— START OF Extracted data —

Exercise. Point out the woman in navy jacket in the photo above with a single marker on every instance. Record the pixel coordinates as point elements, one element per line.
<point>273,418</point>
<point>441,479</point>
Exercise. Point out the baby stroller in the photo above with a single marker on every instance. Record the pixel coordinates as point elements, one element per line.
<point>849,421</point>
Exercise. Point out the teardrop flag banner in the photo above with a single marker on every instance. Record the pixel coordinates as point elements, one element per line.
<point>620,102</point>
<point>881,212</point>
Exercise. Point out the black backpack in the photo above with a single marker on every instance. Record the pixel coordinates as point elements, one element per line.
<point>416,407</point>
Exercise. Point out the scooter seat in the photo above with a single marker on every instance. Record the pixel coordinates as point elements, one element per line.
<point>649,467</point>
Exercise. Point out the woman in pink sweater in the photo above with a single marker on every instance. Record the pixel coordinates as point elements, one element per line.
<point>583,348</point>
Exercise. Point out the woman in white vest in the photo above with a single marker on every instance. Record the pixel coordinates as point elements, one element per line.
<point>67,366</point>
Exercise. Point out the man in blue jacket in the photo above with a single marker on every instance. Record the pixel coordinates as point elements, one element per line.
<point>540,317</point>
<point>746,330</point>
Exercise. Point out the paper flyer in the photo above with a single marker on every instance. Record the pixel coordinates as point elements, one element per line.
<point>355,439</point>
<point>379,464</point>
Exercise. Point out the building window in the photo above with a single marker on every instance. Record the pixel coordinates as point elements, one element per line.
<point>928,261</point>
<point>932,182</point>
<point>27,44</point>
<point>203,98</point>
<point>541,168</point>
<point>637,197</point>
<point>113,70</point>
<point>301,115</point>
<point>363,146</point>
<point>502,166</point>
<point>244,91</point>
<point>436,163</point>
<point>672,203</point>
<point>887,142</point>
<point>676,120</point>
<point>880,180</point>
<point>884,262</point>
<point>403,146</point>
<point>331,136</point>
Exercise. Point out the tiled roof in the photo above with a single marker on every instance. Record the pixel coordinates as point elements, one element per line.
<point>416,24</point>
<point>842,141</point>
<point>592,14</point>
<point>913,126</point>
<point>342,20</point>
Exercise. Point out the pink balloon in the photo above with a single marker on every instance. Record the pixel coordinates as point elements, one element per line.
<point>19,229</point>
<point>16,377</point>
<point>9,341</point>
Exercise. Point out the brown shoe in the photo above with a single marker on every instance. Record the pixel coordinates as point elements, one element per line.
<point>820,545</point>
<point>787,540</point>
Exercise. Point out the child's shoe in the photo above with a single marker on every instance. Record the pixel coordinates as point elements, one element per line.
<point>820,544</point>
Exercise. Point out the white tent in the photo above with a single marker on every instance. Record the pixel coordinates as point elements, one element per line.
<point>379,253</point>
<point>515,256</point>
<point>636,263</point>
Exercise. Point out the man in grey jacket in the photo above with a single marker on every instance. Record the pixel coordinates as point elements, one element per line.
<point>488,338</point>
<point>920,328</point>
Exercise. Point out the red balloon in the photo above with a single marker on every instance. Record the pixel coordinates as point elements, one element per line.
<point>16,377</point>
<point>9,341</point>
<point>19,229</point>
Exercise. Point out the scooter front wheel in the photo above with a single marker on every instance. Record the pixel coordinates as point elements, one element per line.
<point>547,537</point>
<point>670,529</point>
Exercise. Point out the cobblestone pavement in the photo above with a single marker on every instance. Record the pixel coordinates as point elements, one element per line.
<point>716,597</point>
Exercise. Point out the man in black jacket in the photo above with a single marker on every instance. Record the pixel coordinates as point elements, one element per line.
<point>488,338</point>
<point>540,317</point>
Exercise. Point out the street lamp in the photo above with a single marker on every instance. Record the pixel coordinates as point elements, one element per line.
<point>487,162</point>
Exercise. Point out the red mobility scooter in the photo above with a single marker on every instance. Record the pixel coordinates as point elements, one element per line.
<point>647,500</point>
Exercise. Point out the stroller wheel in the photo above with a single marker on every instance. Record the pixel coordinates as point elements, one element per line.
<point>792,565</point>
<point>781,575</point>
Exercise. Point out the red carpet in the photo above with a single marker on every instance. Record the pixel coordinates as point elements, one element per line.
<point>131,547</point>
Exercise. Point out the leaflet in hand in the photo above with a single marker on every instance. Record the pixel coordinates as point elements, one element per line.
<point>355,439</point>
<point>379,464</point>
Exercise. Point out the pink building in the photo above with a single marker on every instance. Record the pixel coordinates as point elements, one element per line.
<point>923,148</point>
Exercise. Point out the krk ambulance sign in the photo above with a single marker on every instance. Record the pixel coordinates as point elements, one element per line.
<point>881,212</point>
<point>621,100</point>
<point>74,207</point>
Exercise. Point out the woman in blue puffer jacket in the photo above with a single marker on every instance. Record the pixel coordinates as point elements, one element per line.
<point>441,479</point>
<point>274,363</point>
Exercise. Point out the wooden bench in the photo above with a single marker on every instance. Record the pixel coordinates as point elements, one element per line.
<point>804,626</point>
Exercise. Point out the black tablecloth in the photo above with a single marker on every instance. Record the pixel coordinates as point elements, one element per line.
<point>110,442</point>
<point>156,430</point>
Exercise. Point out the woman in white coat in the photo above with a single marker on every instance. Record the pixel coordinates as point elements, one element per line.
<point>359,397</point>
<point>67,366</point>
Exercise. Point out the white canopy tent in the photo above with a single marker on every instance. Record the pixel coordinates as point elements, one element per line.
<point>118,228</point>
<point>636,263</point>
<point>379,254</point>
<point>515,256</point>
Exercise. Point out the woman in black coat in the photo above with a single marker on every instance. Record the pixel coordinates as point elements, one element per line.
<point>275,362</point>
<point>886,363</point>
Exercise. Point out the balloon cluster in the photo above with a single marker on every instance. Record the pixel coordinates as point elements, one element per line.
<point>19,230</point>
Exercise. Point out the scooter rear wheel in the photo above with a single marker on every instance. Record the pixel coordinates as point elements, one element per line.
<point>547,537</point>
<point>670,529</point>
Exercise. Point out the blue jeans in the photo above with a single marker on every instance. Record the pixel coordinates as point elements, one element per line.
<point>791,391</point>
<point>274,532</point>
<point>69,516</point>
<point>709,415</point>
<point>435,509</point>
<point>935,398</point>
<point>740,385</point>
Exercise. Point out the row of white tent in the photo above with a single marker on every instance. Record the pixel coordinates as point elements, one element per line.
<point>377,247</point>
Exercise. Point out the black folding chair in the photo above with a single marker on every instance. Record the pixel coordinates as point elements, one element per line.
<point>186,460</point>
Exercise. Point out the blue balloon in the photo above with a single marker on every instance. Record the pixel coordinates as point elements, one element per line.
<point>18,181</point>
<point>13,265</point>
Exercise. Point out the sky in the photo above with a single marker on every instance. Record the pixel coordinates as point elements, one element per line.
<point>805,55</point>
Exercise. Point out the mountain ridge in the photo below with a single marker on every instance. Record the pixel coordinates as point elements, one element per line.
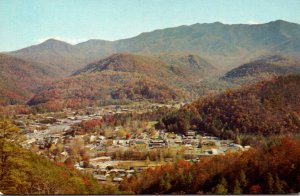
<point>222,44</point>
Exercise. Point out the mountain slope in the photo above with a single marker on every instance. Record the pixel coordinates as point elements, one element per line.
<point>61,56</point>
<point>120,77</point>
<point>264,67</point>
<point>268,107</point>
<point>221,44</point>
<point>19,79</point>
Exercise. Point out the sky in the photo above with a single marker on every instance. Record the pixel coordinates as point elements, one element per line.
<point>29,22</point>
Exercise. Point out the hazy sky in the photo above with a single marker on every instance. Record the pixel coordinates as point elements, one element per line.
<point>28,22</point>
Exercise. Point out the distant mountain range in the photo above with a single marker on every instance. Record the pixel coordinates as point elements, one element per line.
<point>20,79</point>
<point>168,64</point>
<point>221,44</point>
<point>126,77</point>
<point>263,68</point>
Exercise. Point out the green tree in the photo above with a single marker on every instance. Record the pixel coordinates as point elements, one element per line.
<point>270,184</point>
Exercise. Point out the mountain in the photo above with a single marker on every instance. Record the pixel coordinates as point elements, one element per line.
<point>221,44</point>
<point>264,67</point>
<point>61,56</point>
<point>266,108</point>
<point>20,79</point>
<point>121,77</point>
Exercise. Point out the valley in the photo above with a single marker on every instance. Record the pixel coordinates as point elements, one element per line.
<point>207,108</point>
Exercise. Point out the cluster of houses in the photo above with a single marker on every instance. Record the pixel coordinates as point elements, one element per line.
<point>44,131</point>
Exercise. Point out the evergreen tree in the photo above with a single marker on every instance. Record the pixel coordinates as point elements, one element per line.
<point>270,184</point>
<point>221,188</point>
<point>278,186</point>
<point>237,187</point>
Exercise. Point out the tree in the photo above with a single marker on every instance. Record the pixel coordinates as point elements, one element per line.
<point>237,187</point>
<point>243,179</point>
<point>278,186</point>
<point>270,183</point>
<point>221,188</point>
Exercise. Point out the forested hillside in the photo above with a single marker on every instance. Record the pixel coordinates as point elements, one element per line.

— END OF Extracted data —
— START OF Extracted data —

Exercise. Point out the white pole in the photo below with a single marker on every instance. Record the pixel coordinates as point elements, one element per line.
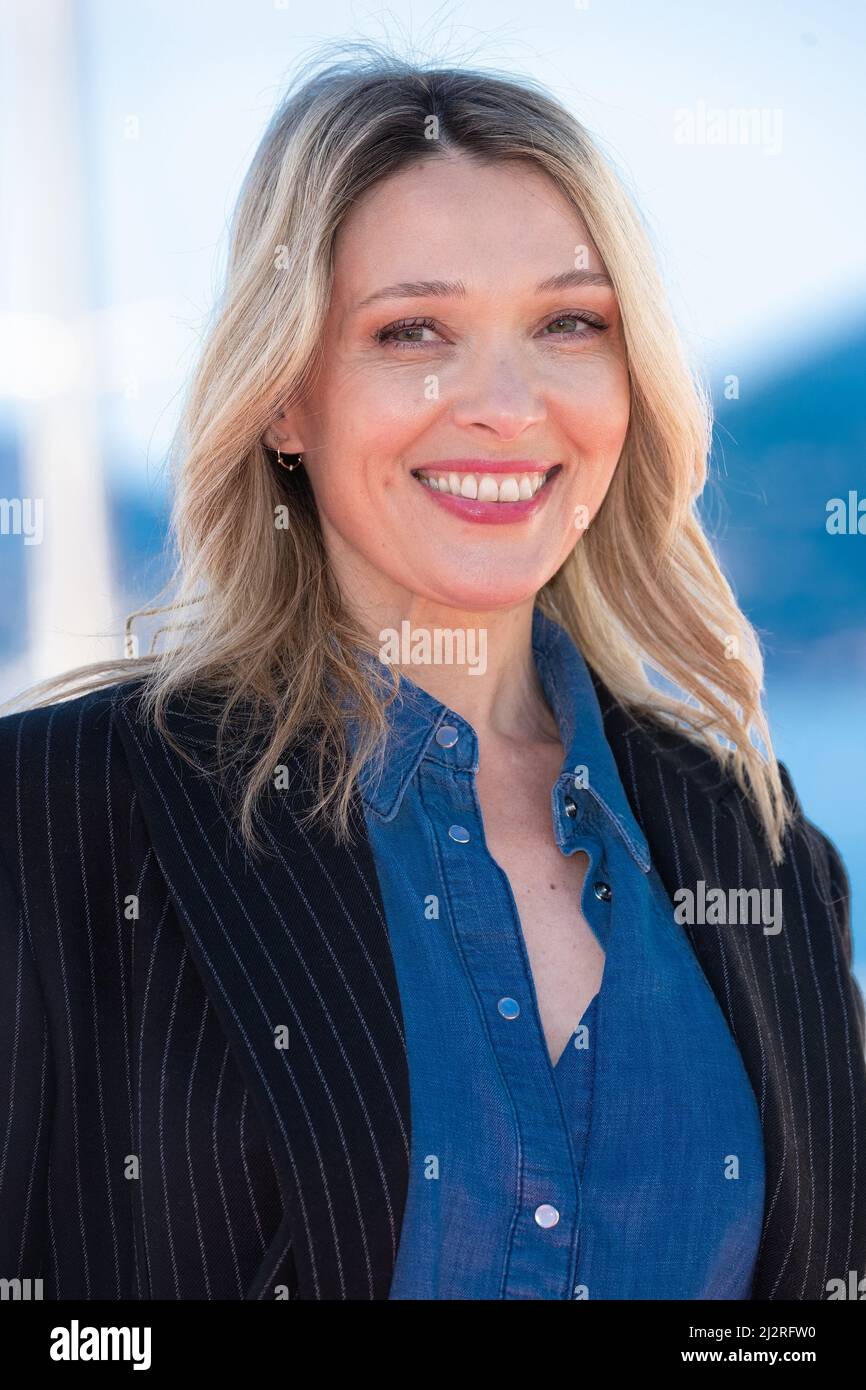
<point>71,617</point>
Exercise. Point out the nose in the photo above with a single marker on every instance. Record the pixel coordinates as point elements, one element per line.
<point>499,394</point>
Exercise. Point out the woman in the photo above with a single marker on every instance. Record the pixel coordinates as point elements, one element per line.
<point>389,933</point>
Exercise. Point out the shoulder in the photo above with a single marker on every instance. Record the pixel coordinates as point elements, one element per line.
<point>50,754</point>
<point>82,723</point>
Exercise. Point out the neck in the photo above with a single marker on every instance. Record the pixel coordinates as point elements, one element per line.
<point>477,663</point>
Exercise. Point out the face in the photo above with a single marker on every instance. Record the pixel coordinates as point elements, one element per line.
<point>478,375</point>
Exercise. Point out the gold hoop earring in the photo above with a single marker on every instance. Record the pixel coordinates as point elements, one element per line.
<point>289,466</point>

— END OF Extracted data —

— Task requirements —
Can you rewrite the items starting at the line that contains "Exercise. Point out the wooden" and ending at the line that contains "<point>886,363</point>", substituting "jacket" for each "coat" and leaving everything else unchanged?

— Exercise answer —
Exercise. Point out the wooden bench in the photo above with a single marker on every instance. Record the pixel coordinates as point elements, one element per line.
<point>804,626</point>
Exercise. Point out the black tablecloth in the photo above with a single marker on every instance. Record the pixel coordinates as point elements, one element per line.
<point>110,442</point>
<point>156,430</point>
Exercise. Point out the woman in white jacket in the photo above with a single marker on every instance. Record the pixel coordinates as point elements, one element per line.
<point>359,397</point>
<point>67,366</point>
Exercise. Point out the white canopy tent in the photo above with a single marker on every instance. Record the pixel coordinates as point elements, one element per line.
<point>118,228</point>
<point>636,263</point>
<point>379,254</point>
<point>515,256</point>
Exercise. Point out the woman in black jacket in the photo above with a single marker on every instance. Record the pixel coordinates as point elements, one element per line.
<point>275,362</point>
<point>886,363</point>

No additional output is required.